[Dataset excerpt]
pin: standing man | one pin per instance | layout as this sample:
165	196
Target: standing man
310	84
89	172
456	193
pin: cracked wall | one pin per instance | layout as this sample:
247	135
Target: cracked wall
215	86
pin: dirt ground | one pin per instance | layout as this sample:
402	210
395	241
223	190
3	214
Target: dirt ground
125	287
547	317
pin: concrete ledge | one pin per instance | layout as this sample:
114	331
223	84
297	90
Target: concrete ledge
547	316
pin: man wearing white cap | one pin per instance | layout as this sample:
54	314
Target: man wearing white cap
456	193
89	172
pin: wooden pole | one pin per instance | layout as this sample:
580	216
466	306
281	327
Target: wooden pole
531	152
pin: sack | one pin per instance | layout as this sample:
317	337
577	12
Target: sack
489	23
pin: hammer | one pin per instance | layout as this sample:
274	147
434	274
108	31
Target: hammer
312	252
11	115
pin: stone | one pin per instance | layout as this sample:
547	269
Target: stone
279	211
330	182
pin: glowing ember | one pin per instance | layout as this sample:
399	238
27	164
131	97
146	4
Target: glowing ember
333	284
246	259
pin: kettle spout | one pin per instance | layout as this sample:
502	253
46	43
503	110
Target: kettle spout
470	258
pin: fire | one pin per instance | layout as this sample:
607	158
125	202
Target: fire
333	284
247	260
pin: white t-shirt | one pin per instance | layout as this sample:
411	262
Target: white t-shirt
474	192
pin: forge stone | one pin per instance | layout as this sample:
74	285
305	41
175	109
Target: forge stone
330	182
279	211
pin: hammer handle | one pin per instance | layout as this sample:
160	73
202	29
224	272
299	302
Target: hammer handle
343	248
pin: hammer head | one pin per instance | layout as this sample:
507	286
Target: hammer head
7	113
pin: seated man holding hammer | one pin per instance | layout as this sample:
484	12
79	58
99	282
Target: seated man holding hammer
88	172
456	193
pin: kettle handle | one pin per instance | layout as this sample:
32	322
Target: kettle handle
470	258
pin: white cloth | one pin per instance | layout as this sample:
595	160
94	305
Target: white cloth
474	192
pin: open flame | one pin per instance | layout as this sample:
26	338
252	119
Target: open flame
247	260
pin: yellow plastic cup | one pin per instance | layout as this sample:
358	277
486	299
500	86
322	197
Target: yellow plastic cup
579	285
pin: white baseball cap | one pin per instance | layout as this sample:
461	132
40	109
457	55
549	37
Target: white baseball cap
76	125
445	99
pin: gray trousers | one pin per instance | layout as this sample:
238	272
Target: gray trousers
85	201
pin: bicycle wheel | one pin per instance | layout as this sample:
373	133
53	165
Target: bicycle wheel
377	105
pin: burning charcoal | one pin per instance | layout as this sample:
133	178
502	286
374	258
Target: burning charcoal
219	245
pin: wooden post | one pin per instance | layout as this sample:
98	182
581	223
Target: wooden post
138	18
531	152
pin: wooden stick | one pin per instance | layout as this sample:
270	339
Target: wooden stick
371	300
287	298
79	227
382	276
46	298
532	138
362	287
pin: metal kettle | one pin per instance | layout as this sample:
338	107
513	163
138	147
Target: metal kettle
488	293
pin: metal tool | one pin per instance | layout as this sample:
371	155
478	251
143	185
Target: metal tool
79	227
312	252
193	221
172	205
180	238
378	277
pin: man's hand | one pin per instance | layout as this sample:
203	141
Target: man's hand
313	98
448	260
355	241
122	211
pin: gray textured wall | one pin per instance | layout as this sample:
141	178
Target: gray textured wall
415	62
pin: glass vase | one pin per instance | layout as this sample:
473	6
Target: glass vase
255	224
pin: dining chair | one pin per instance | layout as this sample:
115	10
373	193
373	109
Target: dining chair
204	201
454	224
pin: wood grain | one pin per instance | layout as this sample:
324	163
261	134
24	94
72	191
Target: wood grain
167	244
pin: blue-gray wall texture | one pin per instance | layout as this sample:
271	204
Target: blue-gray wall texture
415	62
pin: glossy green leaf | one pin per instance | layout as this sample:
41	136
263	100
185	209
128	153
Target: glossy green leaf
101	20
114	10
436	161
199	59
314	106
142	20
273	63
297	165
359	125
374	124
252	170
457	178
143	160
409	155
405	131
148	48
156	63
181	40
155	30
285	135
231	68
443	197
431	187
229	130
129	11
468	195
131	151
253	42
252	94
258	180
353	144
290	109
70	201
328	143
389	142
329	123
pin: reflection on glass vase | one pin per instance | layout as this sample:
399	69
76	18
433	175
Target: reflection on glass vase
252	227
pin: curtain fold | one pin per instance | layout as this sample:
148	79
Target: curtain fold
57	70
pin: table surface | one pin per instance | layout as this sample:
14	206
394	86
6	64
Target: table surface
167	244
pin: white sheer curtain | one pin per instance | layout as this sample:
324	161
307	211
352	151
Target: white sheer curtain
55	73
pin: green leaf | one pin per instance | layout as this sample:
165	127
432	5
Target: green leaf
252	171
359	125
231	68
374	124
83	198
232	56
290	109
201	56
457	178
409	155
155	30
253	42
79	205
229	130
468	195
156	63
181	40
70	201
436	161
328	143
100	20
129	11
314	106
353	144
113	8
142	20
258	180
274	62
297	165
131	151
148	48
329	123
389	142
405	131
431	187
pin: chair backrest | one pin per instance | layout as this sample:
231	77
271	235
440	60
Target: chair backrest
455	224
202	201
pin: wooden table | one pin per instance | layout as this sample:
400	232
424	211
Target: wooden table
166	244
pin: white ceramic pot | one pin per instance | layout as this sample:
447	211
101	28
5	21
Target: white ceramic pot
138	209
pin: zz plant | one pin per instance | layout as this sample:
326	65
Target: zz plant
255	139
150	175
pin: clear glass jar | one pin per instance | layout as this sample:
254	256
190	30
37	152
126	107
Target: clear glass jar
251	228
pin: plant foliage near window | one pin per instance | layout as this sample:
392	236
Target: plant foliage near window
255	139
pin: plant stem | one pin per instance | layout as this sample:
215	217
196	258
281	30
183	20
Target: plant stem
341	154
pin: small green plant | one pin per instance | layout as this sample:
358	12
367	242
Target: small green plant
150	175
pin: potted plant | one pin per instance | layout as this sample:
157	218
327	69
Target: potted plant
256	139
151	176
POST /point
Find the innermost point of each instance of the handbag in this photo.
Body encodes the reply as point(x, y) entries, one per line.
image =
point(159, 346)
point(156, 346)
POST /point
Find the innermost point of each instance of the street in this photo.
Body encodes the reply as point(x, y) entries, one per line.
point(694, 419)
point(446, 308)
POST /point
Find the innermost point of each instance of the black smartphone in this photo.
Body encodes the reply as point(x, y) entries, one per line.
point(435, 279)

▸ WORK TO DO:
Print every record exactly as it was given.

▸ REPLY:
pin: standing man | one pin per instance | layout as this sample:
165	196
Target: standing man
310	84
89	172
456	193
pin: cracked wall | one pin per instance | layout as this sample:
247	135
Target: cracked wall
215	86
pin: dirt ground | one pin per instance | layout as this sample:
402	210
395	241
223	190
3	214
Target: dirt ground
125	287
547	317
pin: concrete ledge | one pin per instance | layout as this sample:
114	331
223	84
297	90
Target: concrete ledge
547	316
pin: man wearing white cap | one pin per instance | layout as this sample:
54	314
Target: man wearing white cap
456	193
89	172
pin: wooden pole | one pin per instance | layout as this sample:
580	216
466	306
281	327
Target: wooden pole
531	152
pin: sack | one pin per instance | layout as this sample:
317	337
577	12
Target: sack
489	23
pin: hammer | one pin per instance | layout as this sample:
274	147
434	274
108	31
Target: hammer
312	252
11	115
pin: stone | one pin per instance | layout as this sample:
547	269
Target: stone
279	211
330	182
pin: glowing ember | one pin per instance | layout as this sample:
399	238
27	164
131	97
146	4
Target: glowing ember
333	284
246	259
pin: kettle spout | one pin per instance | layout as this sample:
502	253
46	43
503	110
Target: kettle spout
470	258
pin: fire | one pin per instance | layout as this sample:
607	158
125	202
Target: fire
333	284
247	260
pin: white t-shirt | one pin per instance | layout as this sample:
411	262
Target: white t-shirt
474	192
pin: forge stone | one pin per instance | layout as this sample:
74	285
305	41
175	109
Target: forge stone
330	182
279	211
pin: hammer handle | one pin per instance | layout as this sample:
160	73
202	29
224	272
299	302
Target: hammer handle
343	248
pin: hammer head | one pin per instance | layout as this sample:
507	286
Target: hammer head
7	113
pin: seated man holding hammer | one pin per instance | layout as this sample:
484	12
79	58
99	282
Target: seated man holding hammer
88	172
456	193
pin: kettle handle | one pin per instance | layout as this sample:
32	322
Target: kettle handle
470	258
pin: white cloth | one pin per instance | layout as this sample:
595	160
94	305
Target: white cloth
474	192
pin: open flame | one pin per instance | layout as this sample:
26	338
252	119
Target: open flame
247	260
pin: yellow plastic cup | one pin per instance | layout as this sample:
358	277
486	299
500	86
322	197
Target: yellow plastic cup
579	285
pin: white baseball cap | one pin per instance | layout as this sample:
461	132
40	109
457	55
549	37
Target: white baseball cap
76	125
445	99
pin: gray trousers | one pin per instance | layout as this sample:
238	272
Target: gray trousers
85	201
pin: bicycle wheel | one pin per instance | layout as this sample:
373	133
53	165
Target: bicycle wheel
377	105
pin: burning charcoal | one pin per instance | layout as this sample:
133	178
502	286
374	258
Target: burning charcoal
219	245
pin: wooden post | one pin per instance | layout as this sample:
98	182
581	223
Target: wooden post
138	18
531	152
pin: wooden stick | one pin per instance | layout as this sample:
270	339
Target: wooden stick
371	300
287	298
79	227
382	276
46	298
532	138
362	287
pin: metal kettle | one pin per instance | layout as this sample:
338	107
513	163
138	147
Target: metal kettle
488	293
pin: metal tool | one pin per instance | layout as this sample:
371	155
478	251
143	185
Target: metal tool
79	227
312	252
193	221
172	205
180	238
378	277
pin: man's hand | one pin per instance | layout as this sample:
203	141
Target: man's hand
313	98
448	260
355	241
122	211
pin: gray textured wall | one pin per instance | layout as this sample:
141	178
Target: gray textured wall
415	62
pin: glass vase | one pin per instance | layout as this sample:
473	6
Target: glass vase
255	224
pin: dining chair | one pin per instance | layout as this sample:
115	10
373	193
373	109
Target: dining chair
204	201
454	224
pin: wood grain | one pin per instance | layout as this sample:
324	163
261	134
24	94
72	191
Target: wood grain
167	244
pin: blue-gray wall texture | one pin per instance | layout as this sample:
271	204
Target: blue-gray wall texture
415	62
pin: glossy green leaf | one pin per instance | layout as this sample:
41	136
263	100
185	209
128	153
Target: glossy green leaf
101	20
114	10
436	161
199	59
314	106
142	20
273	63
297	165
359	125
374	124
252	170
457	178
143	160
409	155
405	131
148	48
156	63
181	40
155	30
285	135
231	68
443	197
431	187
229	130
129	11
468	195
131	151
253	42
252	94
258	180
353	144
290	109
70	201
328	143
389	142
329	123
pin: reflection on glass vase | one pin per instance | layout as this sample:
399	69
76	18
433	175
Target: reflection on glass vase
252	227
pin: curtain fold | one pin per instance | layout as this sample:
148	79
Target: curtain fold
57	70
pin: table surface | one pin per instance | layout as this sample:
14	206
394	86
6	64
Target: table surface
167	244
pin: white sheer curtain | one pin per instance | layout as this sample:
324	161
307	211
352	151
Target: white sheer curtain
55	73
pin: green leaf | one pin per instance | layout as this sample:
165	127
432	5
Target: green leaf
252	171
359	125
231	68
374	124
83	198
232	56
290	109
201	56
457	178
409	155
155	30
253	42
79	205
229	130
468	195
156	63
181	40
70	201
436	161
328	143
100	20
129	11
314	106
353	144
113	8
142	20
258	180
274	62
297	165
131	151
148	48
329	123
389	142
405	131
431	187
pin: chair backrest | one pin per instance | layout as this sample:
231	77
271	235
440	60
Target: chair backrest
455	224
202	201
pin: wooden table | one pin per instance | layout as this sample:
400	232
424	211
Target: wooden table
166	244
pin: white ceramic pot | one pin per instance | layout as this sample:
447	211
101	28
5	21
Target: white ceramic pot
138	209
pin: zz plant | one pin per instance | layout as this sample:
326	65
Target: zz plant
255	139
150	175
pin: clear glass jar | one pin per instance | layout as this sample:
254	256
190	30
37	152
126	107
Target: clear glass jar
251	228
pin: plant foliage near window | one pin per instance | layout as this sample:
392	236
Target: plant foliage near window
255	139
pin: plant stem | one pin per instance | layout as this sample:
215	217
196	258
281	30
183	20
Target: plant stem
341	154
pin: small green plant | one pin per instance | layout as this sample:
358	12
367	242
Target: small green plant
150	175
pin: potted plant | one pin per instance | layout as this sample:
157	218
327	69
Target: potted plant
256	139
151	176
POST /point
Find the innermost point of each instance of the handbag in this photo.
Body encodes the reply as point(x, y) entries, one per line.
image =
point(159, 346)
point(156, 346)
POST /point
Find the innermost point of each instance of the street in this photo.
Body encodes the reply as point(x, y) entries, one per line.
point(694, 419)
point(446, 308)
POST /point
Find the innermost point of each instance of the black smartphone in this photo.
Body encodes the reply as point(x, y) entries, one per line.
point(435, 279)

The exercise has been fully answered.